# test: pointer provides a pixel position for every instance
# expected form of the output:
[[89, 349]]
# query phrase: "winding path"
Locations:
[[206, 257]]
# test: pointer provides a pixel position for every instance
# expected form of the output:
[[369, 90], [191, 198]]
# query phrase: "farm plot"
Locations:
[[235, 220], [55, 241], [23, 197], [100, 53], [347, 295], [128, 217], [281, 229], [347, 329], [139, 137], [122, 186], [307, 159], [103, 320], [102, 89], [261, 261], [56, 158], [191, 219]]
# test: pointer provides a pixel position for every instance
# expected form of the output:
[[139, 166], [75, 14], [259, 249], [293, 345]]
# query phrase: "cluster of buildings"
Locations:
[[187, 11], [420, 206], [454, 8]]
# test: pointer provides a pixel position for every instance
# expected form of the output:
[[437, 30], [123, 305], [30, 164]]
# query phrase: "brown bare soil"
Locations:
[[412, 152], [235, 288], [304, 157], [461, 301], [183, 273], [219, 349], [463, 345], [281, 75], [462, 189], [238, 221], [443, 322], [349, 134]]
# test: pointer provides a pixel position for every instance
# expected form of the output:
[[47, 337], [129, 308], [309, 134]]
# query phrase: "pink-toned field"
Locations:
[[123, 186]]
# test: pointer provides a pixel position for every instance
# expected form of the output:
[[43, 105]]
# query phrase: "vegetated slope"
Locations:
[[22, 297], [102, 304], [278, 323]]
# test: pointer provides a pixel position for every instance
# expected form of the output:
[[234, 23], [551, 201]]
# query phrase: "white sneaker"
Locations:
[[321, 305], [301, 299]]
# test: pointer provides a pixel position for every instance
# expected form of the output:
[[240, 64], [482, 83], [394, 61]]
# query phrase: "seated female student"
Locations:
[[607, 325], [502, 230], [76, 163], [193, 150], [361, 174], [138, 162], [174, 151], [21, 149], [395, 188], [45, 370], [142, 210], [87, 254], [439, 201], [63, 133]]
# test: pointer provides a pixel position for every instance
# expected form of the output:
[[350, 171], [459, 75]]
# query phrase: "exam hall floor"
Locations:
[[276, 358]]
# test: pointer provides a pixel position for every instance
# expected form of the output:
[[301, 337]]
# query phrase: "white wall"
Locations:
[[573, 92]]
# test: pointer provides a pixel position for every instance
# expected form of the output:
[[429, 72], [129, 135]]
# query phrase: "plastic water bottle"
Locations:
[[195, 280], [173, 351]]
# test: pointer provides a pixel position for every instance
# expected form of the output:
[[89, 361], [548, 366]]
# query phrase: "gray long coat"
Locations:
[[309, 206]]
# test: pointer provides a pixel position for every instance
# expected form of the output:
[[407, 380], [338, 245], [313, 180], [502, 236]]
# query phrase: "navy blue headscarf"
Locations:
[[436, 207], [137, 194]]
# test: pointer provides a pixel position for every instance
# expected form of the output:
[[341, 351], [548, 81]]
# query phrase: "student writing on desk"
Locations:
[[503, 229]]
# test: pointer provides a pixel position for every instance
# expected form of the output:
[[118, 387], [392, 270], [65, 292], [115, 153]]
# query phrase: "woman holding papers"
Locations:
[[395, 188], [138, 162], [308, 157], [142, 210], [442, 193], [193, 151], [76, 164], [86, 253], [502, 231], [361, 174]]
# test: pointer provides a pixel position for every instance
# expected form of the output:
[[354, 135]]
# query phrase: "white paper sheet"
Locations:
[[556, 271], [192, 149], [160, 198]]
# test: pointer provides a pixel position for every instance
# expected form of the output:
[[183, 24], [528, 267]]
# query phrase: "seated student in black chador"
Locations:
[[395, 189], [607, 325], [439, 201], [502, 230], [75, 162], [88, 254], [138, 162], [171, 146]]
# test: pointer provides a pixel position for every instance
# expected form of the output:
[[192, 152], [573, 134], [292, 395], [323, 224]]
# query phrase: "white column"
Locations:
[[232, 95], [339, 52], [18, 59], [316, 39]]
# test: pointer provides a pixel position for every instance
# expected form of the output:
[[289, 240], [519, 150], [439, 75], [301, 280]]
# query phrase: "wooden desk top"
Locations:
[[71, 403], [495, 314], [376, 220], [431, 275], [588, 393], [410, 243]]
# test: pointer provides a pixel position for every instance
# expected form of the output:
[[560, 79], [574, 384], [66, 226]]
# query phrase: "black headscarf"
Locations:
****************
» **Directive**
Nothing should be changed: write out all of the data as is.

» **Response**
# test: pointer provides a pixel position for every instance
# expected form of the output:
[[89, 349]]
# query phrase: "winding path"
Locations:
[[206, 257]]
# test: pointer provides a pixel position for every instance
# expected form of the output:
[[369, 90], [191, 198]]
# query phrase: "farm plot"
Locations:
[[235, 220], [55, 241], [23, 197], [100, 53], [347, 295], [128, 217], [281, 229], [347, 329], [139, 137], [122, 186], [307, 159], [103, 320], [102, 89], [261, 261], [56, 158], [191, 219]]
# test: pointer provides a pixel position for every instance
# expected form of the output:
[[139, 166], [75, 14], [259, 249], [293, 345]]
# query phrase: "cluster of buildings"
Locations:
[[187, 11], [420, 206], [454, 8]]
# test: pointer provides a pixel position for every instance
# expected form of the output:
[[437, 30], [123, 305], [30, 164]]
# query phrase: "brown bare soil"
Locations:
[[412, 152], [235, 288], [304, 157], [461, 301], [183, 273], [219, 349], [463, 345], [281, 75], [462, 189], [238, 221], [443, 322], [349, 134]]
# test: pointer provides a pixel position for every instance
# expected form of the output:
[[47, 337], [129, 308], [309, 134]]
# query phrase: "pink-toned field"
Locations:
[[123, 186]]
# test: pointer provides a pixel position for every instance
# expected form of the output:
[[43, 105]]
# query phrase: "vegetated slope"
Locations:
[[22, 297], [102, 304], [278, 323]]
# test: pointer provides a pixel position for every instance
# expected form of the output:
[[234, 23], [551, 201]]
# query phrase: "white sneaker"
Locations:
[[321, 305], [301, 299]]
# test: pointer provides a pixel position for every instance
# expected form of the output:
[[240, 64], [482, 83], [394, 61]]
# query phrase: "seated female student"
Locations:
[[607, 325], [502, 230], [76, 163], [193, 150], [361, 174], [138, 162], [174, 151], [21, 149], [395, 188], [45, 370], [142, 210], [87, 254], [439, 201], [63, 133]]
# test: pointer provides a pixel position for every instance
# expected form of the output:
[[350, 171], [459, 75]]
# query phrase: "exam hall floor"
Locations:
[[276, 358]]
# test: pointer provides a pixel position for every instance
# expected form of the output:
[[301, 337]]
# query phrase: "white wall"
Locations:
[[573, 92]]
# test: pointer provides a pixel position for every instance
# expected form of the output:
[[429, 72], [129, 135]]
# query phrase: "plastic water bottle"
Locations:
[[195, 280], [173, 351]]
# test: pointer provides a pixel position for every instance
# expected form of the output:
[[89, 361], [548, 366]]
# query phrase: "gray long coat"
Locations:
[[309, 206]]
# test: pointer provides a pixel position for every instance
# expected form of the output:
[[407, 380], [338, 245], [313, 180], [502, 236]]
# query phrase: "navy blue headscarf"
Locations:
[[436, 207], [137, 194]]
# test: pointer provides a pixel position for every instance
# expected form of the output:
[[341, 351], [548, 81]]
# query phrase: "student writing on desk"
Locations:
[[503, 229]]
# test: pointer provides a pixel position for every instance
# expected form of the output:
[[118, 387], [392, 270], [65, 292], [115, 153]]
# query phrase: "woman holding papers"
Locations:
[[395, 188], [138, 162], [308, 157], [142, 210], [442, 193], [193, 151], [76, 164], [86, 253], [502, 231], [361, 174]]
# test: pointer provides a pixel position for every instance
# expected form of the output:
[[354, 135]]
# query phrase: "white paper sheet"
Locations:
[[556, 271], [192, 149], [160, 198]]
# test: pointer provides a pixel position for every instance
# expected form of the output:
[[183, 24], [528, 267]]
# query phrase: "seated student in black chador"
Locations:
[[395, 189], [607, 325], [439, 201], [502, 230], [75, 162], [88, 254], [138, 162], [171, 146]]
# test: pointer provides a pixel position for every instance
# expected form of the output:
[[192, 152], [573, 134], [292, 395], [323, 224]]
# query phrase: "white column"
Locations:
[[232, 95], [339, 52], [18, 59], [316, 39]]
# test: pointer provides a pixel position for every instance
# expected form of the output:
[[289, 240], [519, 150], [439, 75], [301, 280]]
# query phrase: "wooden desk top"
Locations:
[[71, 403], [495, 314], [376, 220], [431, 275], [588, 393], [410, 243]]
# test: pointer provides a pixel position for every instance
# expected form of the output:
[[560, 79], [574, 384], [66, 226]]
# query phrase: "black headscarf"
Locations:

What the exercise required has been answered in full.